» Instruction A: Repeat word for word the part of the passage about Ellis below that opens with the words containing "His self-taught computer" and closes with "a late night.".
» Instruction B: Carry on the account of Ellis's early years with computers from the point where it stops.

» Document:
------
Ellis was born in 1943 and grew up on the South Side of Chicago, where he was first exposed to computers at age 15 working a graveyard security shift. His employer had just purchased a punch card computer, and while Ellis was not allowed to touch it, he was allowed to spend his long hours reading the computer manual. This meant Ellis could teach the company’s employees how to reuse old punch cards when they ran out.

His self-taught computer expertise led him to receive a scholarship in 1960 from Beloit College, only 100 miles from home but miles away in terms of community. Ellis’ experiences as the only Black student were isolating and contributed to his lifelong passion for civil rights (in 1963, he attended the March on Washington, where Dr. Martin Luther King Jr. delivered his “I Have a Dream” speech).

At Beloit, Ellis and his chemistry professor were tasked with setting up a computer donated to the campus, and just as he had thrown himself into his studies, he threw himself into establishing the computer lab—even sleeping overnight in the lab after a late night.
------
» Material provided:

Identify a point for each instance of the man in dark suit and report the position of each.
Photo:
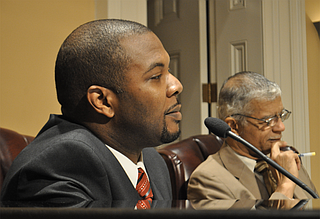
(118, 100)
(251, 105)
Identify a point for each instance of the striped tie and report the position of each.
(144, 189)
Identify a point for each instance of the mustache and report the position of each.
(172, 107)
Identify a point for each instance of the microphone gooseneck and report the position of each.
(223, 130)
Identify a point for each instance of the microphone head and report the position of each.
(217, 127)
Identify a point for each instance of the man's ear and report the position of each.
(102, 100)
(233, 124)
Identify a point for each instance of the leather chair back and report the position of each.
(11, 143)
(183, 157)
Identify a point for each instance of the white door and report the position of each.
(237, 37)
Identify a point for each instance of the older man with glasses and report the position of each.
(251, 105)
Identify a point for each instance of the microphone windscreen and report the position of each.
(217, 127)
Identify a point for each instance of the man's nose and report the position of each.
(174, 86)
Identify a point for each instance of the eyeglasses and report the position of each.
(271, 121)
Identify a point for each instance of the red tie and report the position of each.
(144, 189)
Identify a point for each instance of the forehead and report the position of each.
(263, 108)
(144, 49)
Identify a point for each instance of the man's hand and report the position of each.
(290, 161)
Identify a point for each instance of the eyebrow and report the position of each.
(268, 117)
(154, 65)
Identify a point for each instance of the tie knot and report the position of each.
(144, 189)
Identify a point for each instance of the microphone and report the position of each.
(223, 130)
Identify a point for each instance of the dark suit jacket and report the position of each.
(67, 163)
(224, 176)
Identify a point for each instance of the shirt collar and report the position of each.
(250, 163)
(128, 166)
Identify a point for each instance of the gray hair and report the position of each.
(240, 89)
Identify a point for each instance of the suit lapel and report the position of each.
(239, 170)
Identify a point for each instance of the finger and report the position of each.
(275, 148)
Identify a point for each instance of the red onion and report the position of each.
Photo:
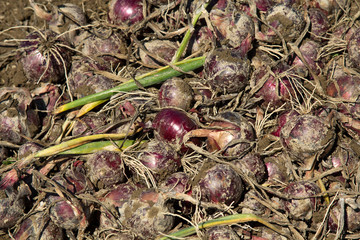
(46, 57)
(103, 45)
(127, 12)
(146, 214)
(18, 118)
(301, 208)
(105, 168)
(305, 136)
(66, 214)
(88, 124)
(84, 80)
(227, 70)
(160, 158)
(12, 208)
(176, 92)
(286, 20)
(172, 125)
(345, 87)
(351, 215)
(282, 119)
(221, 184)
(115, 198)
(221, 232)
(319, 24)
(162, 48)
(253, 166)
(236, 128)
(353, 49)
(309, 49)
(235, 29)
(38, 223)
(275, 92)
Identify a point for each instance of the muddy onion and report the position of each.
(227, 70)
(176, 92)
(160, 158)
(125, 12)
(234, 138)
(171, 125)
(45, 57)
(221, 184)
(18, 118)
(105, 168)
(286, 20)
(146, 214)
(301, 208)
(306, 136)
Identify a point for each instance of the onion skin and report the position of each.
(105, 168)
(84, 81)
(145, 214)
(36, 55)
(236, 127)
(353, 49)
(253, 166)
(172, 125)
(32, 225)
(301, 209)
(221, 233)
(305, 136)
(227, 70)
(286, 20)
(17, 117)
(221, 184)
(161, 158)
(175, 92)
(126, 12)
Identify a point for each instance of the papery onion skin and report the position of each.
(227, 70)
(126, 12)
(44, 59)
(301, 208)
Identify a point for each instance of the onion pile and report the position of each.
(156, 119)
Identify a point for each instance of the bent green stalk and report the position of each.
(148, 79)
(231, 219)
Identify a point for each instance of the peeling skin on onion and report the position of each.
(227, 70)
(301, 209)
(44, 59)
(306, 136)
(105, 168)
(175, 92)
(221, 184)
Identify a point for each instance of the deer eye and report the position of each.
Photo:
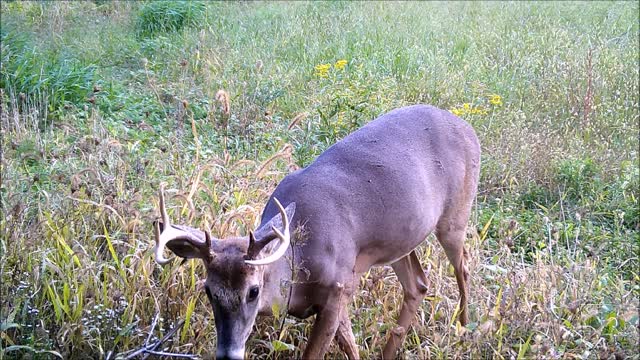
(253, 294)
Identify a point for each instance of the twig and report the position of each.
(153, 326)
(150, 349)
(162, 353)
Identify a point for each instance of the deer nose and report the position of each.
(230, 354)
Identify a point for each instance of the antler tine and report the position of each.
(284, 236)
(161, 241)
(160, 244)
(163, 210)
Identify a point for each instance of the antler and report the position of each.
(284, 237)
(171, 232)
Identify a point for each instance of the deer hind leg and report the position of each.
(326, 323)
(452, 240)
(414, 284)
(344, 336)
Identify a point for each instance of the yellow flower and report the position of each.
(495, 100)
(322, 70)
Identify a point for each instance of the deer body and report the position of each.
(368, 200)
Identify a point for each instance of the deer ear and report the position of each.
(265, 231)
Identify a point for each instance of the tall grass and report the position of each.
(223, 107)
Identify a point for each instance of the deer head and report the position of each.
(236, 269)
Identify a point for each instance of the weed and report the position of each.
(551, 89)
(159, 17)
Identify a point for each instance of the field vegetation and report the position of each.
(102, 101)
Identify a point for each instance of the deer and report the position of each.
(368, 200)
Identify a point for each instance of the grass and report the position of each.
(95, 116)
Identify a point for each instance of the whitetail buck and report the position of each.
(368, 200)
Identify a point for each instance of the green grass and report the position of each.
(101, 103)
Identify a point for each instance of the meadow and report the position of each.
(102, 101)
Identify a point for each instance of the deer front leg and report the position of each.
(344, 335)
(414, 283)
(326, 324)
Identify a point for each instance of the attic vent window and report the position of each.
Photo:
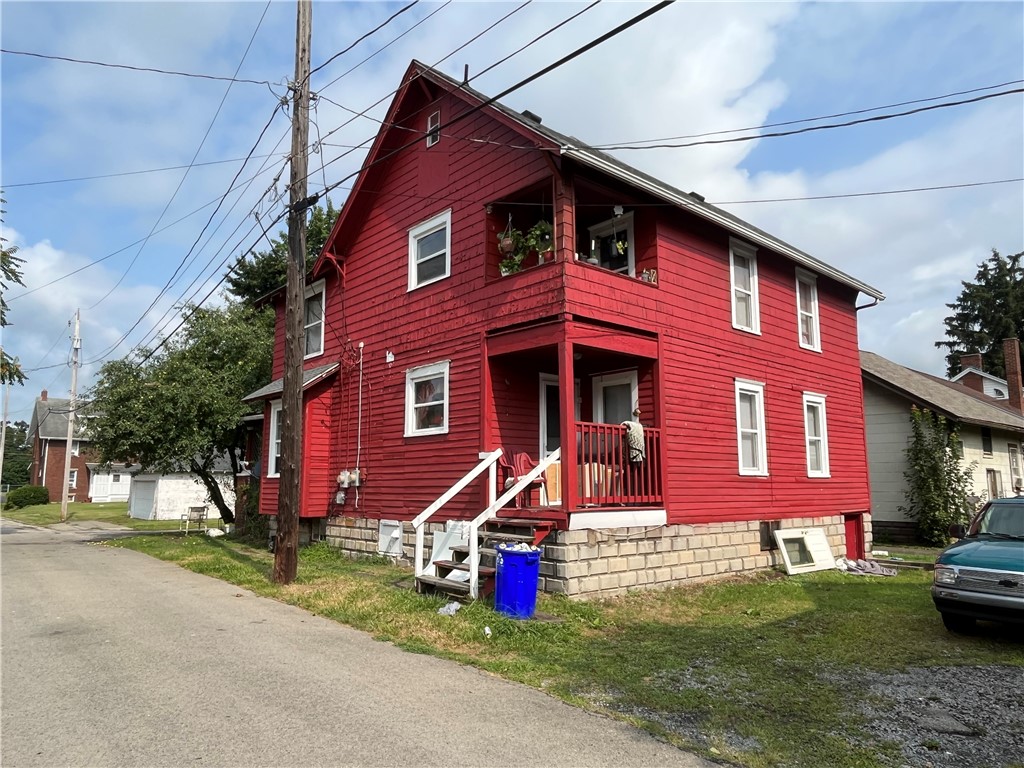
------
» Expected output A:
His self-taught computer expertise led him to receive a scholarship in 1960 from Beloit College, only 100 miles from home but miles away in terms of community. Ellis’ experiences as the only Black student were isolating and contributed to his lifelong passion for civil rights (in 1963, he attended the March on Washington, where Dr. Martin Luther King Jr. delivered his “I Have a Dream” speech).

At Beloit, Ellis and his chemistry professor were tasked with setting up a computer donated to the campus, and just as he had thrown himself into his studies, he threw himself into establishing the computer lab—even sleeping overnight in the lab after a late night.

» Expected output B:
Post-grad contributions to computer science

After graduating from Beloit in 1964 with a double major in mathematics and physics, Ellis attended the University of Illinois, where he worked on the ILLIAC IV supercomputer. He earned his doctorate in computer science in 1969 and then began a 40-plus year in academia, with time at Stanford, the University of Texas, MIT, the Stevens Institute of Technology and ultimately the University of Colorado at Boulder.

From 1976 to 1984, he worked at the Palo Alto Research Center (PARC), where he led the group that developed OfficeTalk, a system that allowed a network of computer users to function as a “communal computing system” (Think of this as the grandfather of Google Docs). He also was passionate about teaching in developing countries and had a close relationship with Ashesi University in Ghana.

Ellis passed away unexpectedly in 2014 at age 71. In a February 2002 journal article, Ellis explained the barriers he faced as a Black student. No one encouraged him to pursue advanced courses.

“Instead, the message at that time was, ‘well, you have taken one basic math class and you passed, so you don’t need to take any more math. You’ll get better grades if you don’t stretch yourself,’” Ellis said. “People put together an image of what I was supposed to be. So, I always tell my students to push.”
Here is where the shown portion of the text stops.